Reproduce verbatim the lines below, from the line containing "Target: stone pavement" through the final line, inclusive.

- - -

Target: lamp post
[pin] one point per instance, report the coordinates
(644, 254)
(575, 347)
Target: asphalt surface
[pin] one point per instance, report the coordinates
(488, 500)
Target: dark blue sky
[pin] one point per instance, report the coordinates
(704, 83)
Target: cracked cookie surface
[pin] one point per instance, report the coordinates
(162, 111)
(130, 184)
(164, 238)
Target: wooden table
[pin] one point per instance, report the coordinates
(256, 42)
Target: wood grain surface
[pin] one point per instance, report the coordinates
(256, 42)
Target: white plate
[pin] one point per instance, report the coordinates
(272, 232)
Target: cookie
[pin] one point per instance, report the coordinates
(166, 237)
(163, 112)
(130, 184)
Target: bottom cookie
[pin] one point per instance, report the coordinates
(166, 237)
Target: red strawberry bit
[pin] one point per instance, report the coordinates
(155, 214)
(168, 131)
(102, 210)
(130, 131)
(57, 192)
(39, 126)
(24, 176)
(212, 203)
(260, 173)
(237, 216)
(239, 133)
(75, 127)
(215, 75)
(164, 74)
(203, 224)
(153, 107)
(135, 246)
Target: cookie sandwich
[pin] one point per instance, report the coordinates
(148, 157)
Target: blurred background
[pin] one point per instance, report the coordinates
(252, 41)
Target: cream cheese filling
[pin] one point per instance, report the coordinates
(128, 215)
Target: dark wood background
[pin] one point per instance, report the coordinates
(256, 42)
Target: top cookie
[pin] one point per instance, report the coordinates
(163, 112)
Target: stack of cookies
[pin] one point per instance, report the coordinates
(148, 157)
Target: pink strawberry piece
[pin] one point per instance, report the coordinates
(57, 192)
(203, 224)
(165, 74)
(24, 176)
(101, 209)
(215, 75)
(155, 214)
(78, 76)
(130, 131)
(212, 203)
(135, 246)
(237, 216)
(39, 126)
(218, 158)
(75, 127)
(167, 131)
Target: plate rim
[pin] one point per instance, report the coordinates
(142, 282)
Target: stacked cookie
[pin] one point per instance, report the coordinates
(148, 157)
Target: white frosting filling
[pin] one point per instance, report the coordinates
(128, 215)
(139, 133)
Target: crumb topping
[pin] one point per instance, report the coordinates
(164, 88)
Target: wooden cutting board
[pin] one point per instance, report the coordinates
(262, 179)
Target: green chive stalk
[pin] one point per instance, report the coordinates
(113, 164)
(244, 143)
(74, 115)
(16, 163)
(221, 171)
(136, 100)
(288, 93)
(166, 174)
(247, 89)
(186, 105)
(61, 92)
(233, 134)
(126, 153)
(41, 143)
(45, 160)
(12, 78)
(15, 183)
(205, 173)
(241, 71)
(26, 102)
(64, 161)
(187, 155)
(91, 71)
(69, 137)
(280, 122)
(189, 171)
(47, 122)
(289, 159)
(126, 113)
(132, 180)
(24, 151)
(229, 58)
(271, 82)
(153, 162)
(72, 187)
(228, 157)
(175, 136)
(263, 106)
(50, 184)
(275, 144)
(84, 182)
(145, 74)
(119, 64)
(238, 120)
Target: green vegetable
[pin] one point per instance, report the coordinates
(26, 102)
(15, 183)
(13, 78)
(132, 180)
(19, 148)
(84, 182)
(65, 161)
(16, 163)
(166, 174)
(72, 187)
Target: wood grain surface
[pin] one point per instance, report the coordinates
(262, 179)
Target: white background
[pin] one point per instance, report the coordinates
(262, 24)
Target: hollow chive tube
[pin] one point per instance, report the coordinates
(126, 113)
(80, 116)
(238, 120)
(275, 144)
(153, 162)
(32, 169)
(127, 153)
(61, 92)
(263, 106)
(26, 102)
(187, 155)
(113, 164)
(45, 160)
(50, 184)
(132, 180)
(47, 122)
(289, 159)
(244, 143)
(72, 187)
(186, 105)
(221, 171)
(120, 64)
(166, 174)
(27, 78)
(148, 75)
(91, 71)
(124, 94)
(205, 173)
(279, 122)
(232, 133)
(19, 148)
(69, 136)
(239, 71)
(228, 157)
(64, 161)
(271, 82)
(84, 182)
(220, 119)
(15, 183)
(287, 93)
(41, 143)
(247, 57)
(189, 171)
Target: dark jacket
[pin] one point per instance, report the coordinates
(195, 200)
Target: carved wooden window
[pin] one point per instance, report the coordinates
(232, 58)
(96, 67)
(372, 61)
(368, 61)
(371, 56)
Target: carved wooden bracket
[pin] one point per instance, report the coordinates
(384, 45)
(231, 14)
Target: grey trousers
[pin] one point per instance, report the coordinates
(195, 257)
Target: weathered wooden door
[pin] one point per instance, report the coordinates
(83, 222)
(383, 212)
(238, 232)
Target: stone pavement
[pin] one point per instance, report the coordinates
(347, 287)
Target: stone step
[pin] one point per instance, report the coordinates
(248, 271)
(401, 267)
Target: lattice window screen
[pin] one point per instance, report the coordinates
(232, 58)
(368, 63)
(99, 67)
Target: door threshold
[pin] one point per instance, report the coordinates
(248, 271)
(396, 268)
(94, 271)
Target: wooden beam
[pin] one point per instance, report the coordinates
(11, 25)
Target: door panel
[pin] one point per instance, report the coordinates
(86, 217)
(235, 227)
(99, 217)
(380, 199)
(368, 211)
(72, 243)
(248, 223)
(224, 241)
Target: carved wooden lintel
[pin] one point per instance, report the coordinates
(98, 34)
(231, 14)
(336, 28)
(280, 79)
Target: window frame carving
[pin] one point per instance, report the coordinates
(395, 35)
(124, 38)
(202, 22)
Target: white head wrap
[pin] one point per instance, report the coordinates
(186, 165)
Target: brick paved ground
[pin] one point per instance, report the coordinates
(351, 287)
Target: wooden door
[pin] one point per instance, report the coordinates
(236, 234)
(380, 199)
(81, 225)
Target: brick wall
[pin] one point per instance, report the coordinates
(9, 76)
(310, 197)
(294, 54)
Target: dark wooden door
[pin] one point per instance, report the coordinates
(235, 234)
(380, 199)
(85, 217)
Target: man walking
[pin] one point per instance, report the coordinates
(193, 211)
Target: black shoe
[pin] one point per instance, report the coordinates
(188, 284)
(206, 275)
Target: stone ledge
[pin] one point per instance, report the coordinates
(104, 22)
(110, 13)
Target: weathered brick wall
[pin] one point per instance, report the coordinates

- - -

### Full answer
Target: stone pavement
[pin] one point per instance, report the coordinates
(347, 287)
Target: stone step
[pin] one point per instance, report the coordinates
(248, 271)
(401, 267)
Target: lattice window screen
[pin] one point per instance, report the coordinates
(232, 58)
(368, 63)
(99, 67)
Target: door threshold
[pin] one point per instance, report the coordinates
(248, 271)
(396, 268)
(94, 271)
Target: wooden beam
[pin] one point per instance, report the coordinates
(11, 25)
Target: door panel
[pin] one point per instance, report the coordinates
(86, 217)
(235, 227)
(99, 217)
(380, 199)
(368, 211)
(72, 243)
(248, 223)
(224, 241)
Target: carved wooden lintel
[pin] one point per instance, report the coordinates
(98, 34)
(231, 14)
(336, 28)
(280, 79)
Target: window frame carving
[pin] one point per instance, report the coordinates
(395, 35)
(124, 38)
(202, 22)
Target: white head wrap
[pin] one point per instance, report the coordinates
(186, 165)
Target: brick paved ground
[pin] one point per instance, report the coordinates
(351, 287)
Target: wooden door
[pin] one point per instance, report the coordinates
(236, 234)
(380, 199)
(81, 225)
Target: brick wall
[pin] one point per instance, report the coordinates
(9, 76)
(310, 197)
(294, 54)
Target: dark wooden door
[pin] one point per instance, report the coordinates
(235, 234)
(380, 199)
(85, 217)
Target: man walking
[pin] one point per instance, report the coordinates
(193, 211)
Target: black shoe
[pin] one point per instance, report the coordinates
(188, 284)
(206, 275)
Target: stone ledge
[pin] one point per instance, report the coordinates
(104, 22)
(110, 13)
Target: weathered brick wall
[pin] one point per instance, report the coordinates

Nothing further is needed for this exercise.